:: DIRECTIONS FOR THIS TASK ::
Write out the listing below without alteration, omitting its pictures.

** begin RAW RECORDS **

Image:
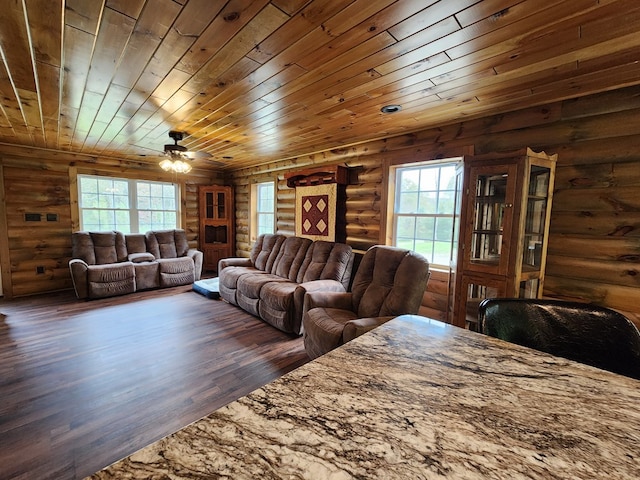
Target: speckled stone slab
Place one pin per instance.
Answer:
(414, 399)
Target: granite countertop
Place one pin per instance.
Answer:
(414, 399)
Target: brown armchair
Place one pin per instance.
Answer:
(390, 281)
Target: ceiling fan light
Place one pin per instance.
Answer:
(177, 166)
(166, 164)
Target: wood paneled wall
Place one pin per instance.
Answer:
(594, 247)
(42, 182)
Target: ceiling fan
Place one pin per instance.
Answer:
(177, 157)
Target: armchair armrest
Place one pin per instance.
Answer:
(233, 262)
(355, 328)
(341, 300)
(79, 269)
(197, 256)
(305, 288)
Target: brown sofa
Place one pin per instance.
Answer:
(389, 282)
(105, 264)
(272, 282)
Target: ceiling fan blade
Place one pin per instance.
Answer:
(197, 155)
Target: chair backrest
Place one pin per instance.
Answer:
(586, 333)
(389, 281)
(99, 248)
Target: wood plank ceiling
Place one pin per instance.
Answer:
(252, 81)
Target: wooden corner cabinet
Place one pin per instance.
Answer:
(216, 224)
(504, 228)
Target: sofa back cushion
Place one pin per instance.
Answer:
(99, 248)
(389, 281)
(265, 250)
(291, 256)
(327, 261)
(167, 243)
(136, 243)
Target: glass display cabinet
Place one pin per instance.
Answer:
(506, 207)
(216, 224)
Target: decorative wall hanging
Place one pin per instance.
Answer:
(320, 202)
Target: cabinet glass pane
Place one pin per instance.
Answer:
(486, 237)
(475, 294)
(535, 218)
(208, 204)
(221, 206)
(215, 234)
(529, 288)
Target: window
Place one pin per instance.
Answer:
(263, 205)
(425, 210)
(107, 203)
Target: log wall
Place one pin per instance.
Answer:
(43, 182)
(594, 246)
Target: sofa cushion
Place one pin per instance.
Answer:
(147, 275)
(141, 257)
(176, 271)
(323, 329)
(265, 250)
(167, 243)
(99, 248)
(111, 279)
(109, 247)
(136, 243)
(277, 305)
(292, 255)
(386, 278)
(248, 291)
(327, 261)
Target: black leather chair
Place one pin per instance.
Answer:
(586, 333)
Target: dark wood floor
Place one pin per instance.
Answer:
(85, 383)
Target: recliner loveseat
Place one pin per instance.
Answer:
(106, 264)
(272, 282)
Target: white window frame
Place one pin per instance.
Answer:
(426, 246)
(258, 211)
(171, 205)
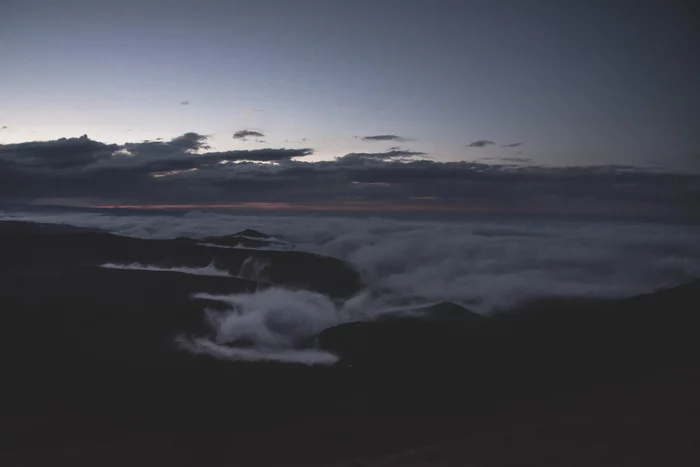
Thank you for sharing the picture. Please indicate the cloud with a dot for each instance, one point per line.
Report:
(485, 264)
(382, 138)
(480, 144)
(184, 171)
(245, 134)
(516, 159)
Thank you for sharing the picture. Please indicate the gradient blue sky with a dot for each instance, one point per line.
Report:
(578, 82)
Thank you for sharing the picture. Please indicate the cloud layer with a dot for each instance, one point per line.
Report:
(184, 171)
(485, 265)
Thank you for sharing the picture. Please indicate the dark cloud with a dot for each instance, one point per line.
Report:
(382, 138)
(184, 171)
(245, 134)
(516, 159)
(395, 154)
(480, 144)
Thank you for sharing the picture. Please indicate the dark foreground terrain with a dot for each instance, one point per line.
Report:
(91, 374)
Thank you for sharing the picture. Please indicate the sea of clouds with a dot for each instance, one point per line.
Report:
(484, 265)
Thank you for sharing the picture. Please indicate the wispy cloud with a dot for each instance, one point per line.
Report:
(382, 138)
(480, 144)
(245, 134)
(184, 171)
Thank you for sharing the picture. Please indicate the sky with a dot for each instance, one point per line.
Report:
(470, 94)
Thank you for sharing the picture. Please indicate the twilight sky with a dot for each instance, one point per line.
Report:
(576, 83)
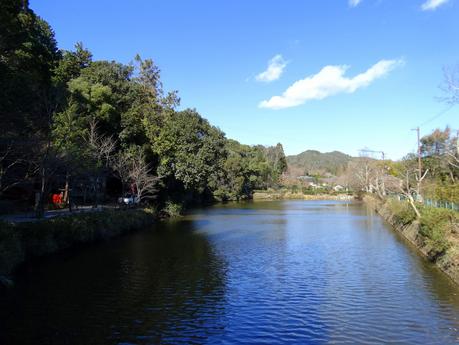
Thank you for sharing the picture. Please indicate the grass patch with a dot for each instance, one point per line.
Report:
(22, 241)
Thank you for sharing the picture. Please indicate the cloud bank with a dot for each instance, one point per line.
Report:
(274, 71)
(431, 5)
(354, 3)
(328, 82)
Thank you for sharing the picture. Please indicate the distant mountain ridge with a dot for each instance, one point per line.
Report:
(312, 162)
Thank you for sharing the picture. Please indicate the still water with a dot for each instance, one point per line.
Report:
(287, 272)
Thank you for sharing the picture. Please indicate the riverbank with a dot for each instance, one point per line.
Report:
(24, 241)
(435, 234)
(286, 195)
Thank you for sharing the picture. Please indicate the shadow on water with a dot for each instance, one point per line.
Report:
(303, 272)
(144, 288)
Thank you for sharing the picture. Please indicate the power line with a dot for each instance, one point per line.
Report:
(437, 116)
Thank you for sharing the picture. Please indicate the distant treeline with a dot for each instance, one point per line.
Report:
(82, 127)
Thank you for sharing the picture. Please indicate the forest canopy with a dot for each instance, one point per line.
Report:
(72, 123)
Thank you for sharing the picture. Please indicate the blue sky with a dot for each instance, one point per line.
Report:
(347, 74)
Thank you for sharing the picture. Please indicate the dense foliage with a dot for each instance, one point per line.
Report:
(86, 127)
(313, 162)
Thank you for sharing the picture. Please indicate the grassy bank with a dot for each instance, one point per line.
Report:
(435, 233)
(23, 241)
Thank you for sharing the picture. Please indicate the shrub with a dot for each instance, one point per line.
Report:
(19, 242)
(173, 209)
(11, 251)
(402, 211)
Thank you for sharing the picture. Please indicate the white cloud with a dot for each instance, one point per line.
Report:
(354, 3)
(275, 69)
(431, 5)
(328, 82)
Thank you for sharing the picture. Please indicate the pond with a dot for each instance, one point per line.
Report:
(296, 272)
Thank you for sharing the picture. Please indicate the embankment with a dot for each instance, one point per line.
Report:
(24, 241)
(282, 195)
(434, 234)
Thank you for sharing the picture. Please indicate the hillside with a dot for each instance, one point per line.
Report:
(313, 162)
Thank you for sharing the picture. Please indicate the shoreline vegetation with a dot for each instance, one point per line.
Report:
(21, 242)
(435, 233)
(288, 195)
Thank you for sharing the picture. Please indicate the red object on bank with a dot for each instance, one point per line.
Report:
(57, 199)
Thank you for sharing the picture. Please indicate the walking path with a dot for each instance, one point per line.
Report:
(30, 216)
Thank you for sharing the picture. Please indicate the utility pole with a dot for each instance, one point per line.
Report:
(419, 150)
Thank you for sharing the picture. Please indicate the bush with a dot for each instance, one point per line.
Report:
(173, 209)
(402, 211)
(436, 225)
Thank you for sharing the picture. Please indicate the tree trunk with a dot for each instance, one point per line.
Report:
(39, 199)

** end RAW RECORDS **

:: SOLUTION FOR THIS TASK ::
Image:
Target: speckled stone slab
Place one pin per instance.
Answer:
(414, 399)
Target: granite countertop
Place one pin per instance.
Answer:
(414, 399)
Target: brown armchair
Place one pin per instance.
Answer:
(390, 281)
Target: ceiling fan light
Place one pin per instance.
Answer:
(177, 166)
(166, 164)
Target: wood paneled wall
Place one pin per instance.
Answer:
(594, 247)
(42, 182)
Target: ceiling fan
Place one pin per instance.
Answer:
(177, 157)
Target: armchair armrest
Place one pin per instance.
Answer:
(233, 262)
(355, 328)
(341, 300)
(79, 269)
(197, 256)
(305, 288)
Target: brown sofa
Place one pin per instance.
Answer:
(389, 282)
(105, 264)
(272, 282)
Target: ceiling fan blade
Place one pin per instance.
Answer:
(197, 155)
Target: chair backrest
Place one pin per instance.
Answer:
(586, 333)
(389, 281)
(99, 248)
Target: wood plank ceiling
Place one pin per instance.
Answer:
(252, 81)
Target: wooden corner cabinet
Place one pin per instance.
Answer:
(216, 224)
(504, 228)
Target: sofa back cushion
Place one pin per instance.
Answer:
(99, 248)
(389, 281)
(265, 250)
(291, 256)
(327, 261)
(167, 243)
(136, 243)
Target: glass display cabinet
Place one pin per instance.
Answer:
(506, 207)
(216, 224)
Target: decorative wall hanging
Place one pin per instance.
Answer:
(320, 202)
Target: cabinet glass pane
Place one pin per instance.
Answer:
(486, 237)
(475, 294)
(535, 218)
(208, 204)
(221, 206)
(215, 234)
(529, 288)
Target: window
Place one pin per instance.
Answer:
(263, 205)
(425, 210)
(107, 203)
Target: log wall
Place one pin per instance.
Answer:
(43, 182)
(594, 246)
Target: sofa cushion
Place one pin per instance.
Answer:
(147, 275)
(141, 257)
(176, 271)
(323, 329)
(265, 250)
(167, 243)
(99, 248)
(111, 279)
(109, 247)
(136, 243)
(277, 305)
(292, 255)
(386, 278)
(248, 291)
(327, 261)
Target: black leather chair
Place one pin per instance.
Answer:
(586, 333)
Target: dark wood floor
Place one pin per instance.
Answer:
(85, 383)
Target: recliner loveseat
Place one pin per instance.
Answer:
(106, 264)
(272, 282)
Target: white window frame
Place one pin per instance.
Answer:
(426, 246)
(258, 211)
(171, 205)
Thank you for sharing the picture. Please indicate the cloud with a dot for each instance, one point per line.
Report:
(485, 264)
(382, 138)
(480, 144)
(184, 171)
(245, 134)
(516, 159)
Thank you for sharing the picture. Please indicate the gradient blue sky with a dot for each instance, one point per line.
Report:
(578, 82)
Thank you for sharing the picture. Please indicate the cloud layer with a dot for each instance, one point per line.
Report:
(184, 171)
(485, 265)
Thank you for sharing the picture. Please indicate the dark cloud with a dot for each instance, one point per line.
Report:
(382, 138)
(184, 171)
(245, 134)
(516, 159)
(395, 154)
(480, 144)
Thank you for sharing the picture. Please indicate the dark foreground terrain with a dot for each instance, one point per line.
Report:
(91, 374)
Thank you for sharing the picture. Please indicate the sea of clouds with a dot for each instance, one point per line.
Report:
(484, 265)
Thank you for sharing the picture. Please indicate the wispy cloud with a dot for each instance, one point per line.
Report:
(382, 138)
(480, 144)
(245, 134)
(184, 171)
Thank you for sharing the picture. Please indicate the sky with a dot for each instance, one point per line.
Report:
(470, 94)
Thank you for sharing the picture. Please indicate the twilight sky with a dot for each instance, one point per line.
Report:
(576, 83)
Thank you for sharing the picture. Please indicate the grass patch with a dot for each instance, one point per line.
Report:
(22, 241)
Thank you for sharing the picture. Please indicate the cloud bank with a dot for each instance, one point per line.
Report:
(274, 71)
(431, 5)
(354, 3)
(328, 82)
Thank you for sharing the picture. Please indicate the distant mountain ridge with a dot for each instance, one point per line.
Report:
(312, 162)
Thank you for sharing the picture. Please indicate the still water with a dot for each instance, one point per line.
Report:
(287, 272)
Thank you for sharing the picture. Please indicate the riverbank with a dot for each instance, one point per line.
Report:
(24, 241)
(435, 234)
(286, 195)
Thank you for sharing the picture. Please indicate the shadow on water with a dot for each instance, one point per line.
Report:
(303, 272)
(144, 288)
Thank you for sharing the picture. Please indicate the power line with a dot for each instance, one point per line.
Report:
(437, 116)
Thank you for sharing the picture. Please indicate the distant treeline with a dot for each instance, one point per line.
Report:
(82, 127)
Thank you for sharing the picture. Please indicate the forest canopy with a dot for each instance, one point per line.
Report:
(72, 123)
Thank you for sharing the picture. Please indicate the blue sky with a dot for each instance, one point per line.
Report:
(347, 74)
Thank you for sharing the picture. Please indicate the dense foliage with a dot for each instance, one point per line.
Report:
(86, 127)
(313, 162)
Thank you for sharing the picture. Please indicate the grassy bank with a dot for each instance, one point per line.
Report:
(435, 233)
(23, 241)
Thank you for sharing the picture. Please indicate the shrub with a dot for each instance, one point per line.
Report:
(19, 242)
(173, 209)
(11, 251)
(402, 211)
Thank you for sharing the picture. Please indicate the white cloud with a dot for each instance, one point per line.
Report:
(354, 3)
(275, 69)
(431, 5)
(328, 82)
Thank you for sharing the picture. Please indicate the pond with a dot for each instance, one point per line.
Report:
(296, 272)
Thank you for sharing the picture. Please indicate the embankment with a dot for each instance, one point per line.
Report:
(24, 241)
(282, 195)
(434, 234)
Thank you for sharing the picture. Please indicate the hillside with a dot for each instance, one point per line.
Report:
(313, 162)
Thank you for sharing the picture. Please indicate the shoreline vegetation with a dot for each instance, one point per line.
Report:
(21, 242)
(435, 233)
(288, 195)
Thank you for sharing the picture. Please indicate the red object on bank with a dot for each instance, one point per line.
Report:
(57, 199)
Thank you for sharing the picture. Please indicate the walking path with a dot for each instance, one point per line.
Report:
(30, 216)
Thank you for sharing the picture. Please indicate the utility pole with a dot for each instance, one point per line.
Report:
(419, 150)
Thank you for sharing the picture. Please indicate the bush with a dot for each instance, one point per line.
Report:
(173, 209)
(402, 211)
(436, 225)
Thank you for sharing the picture. Please indicate the tree trunk with a dot for each instance, one point per line.
Report:
(39, 199)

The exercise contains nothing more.